» **Your assignment**: Work out the count of lines in the entries below that include "headlight", and write only that count.

*** Input ***

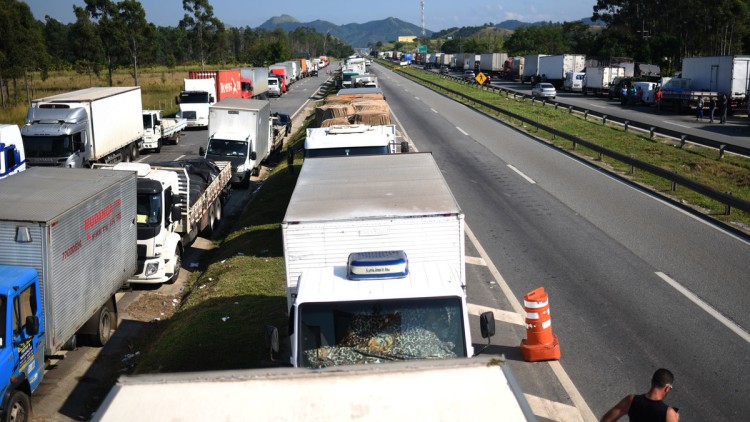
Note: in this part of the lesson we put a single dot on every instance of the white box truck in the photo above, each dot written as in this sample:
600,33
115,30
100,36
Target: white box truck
79,128
426,391
553,69
240,131
598,79
12,155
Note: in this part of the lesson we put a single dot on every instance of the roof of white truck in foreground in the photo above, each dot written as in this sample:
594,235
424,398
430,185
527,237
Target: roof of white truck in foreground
435,390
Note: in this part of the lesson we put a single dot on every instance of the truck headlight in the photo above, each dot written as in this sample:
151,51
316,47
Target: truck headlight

*** End of Input ***

» **Task answer**: 2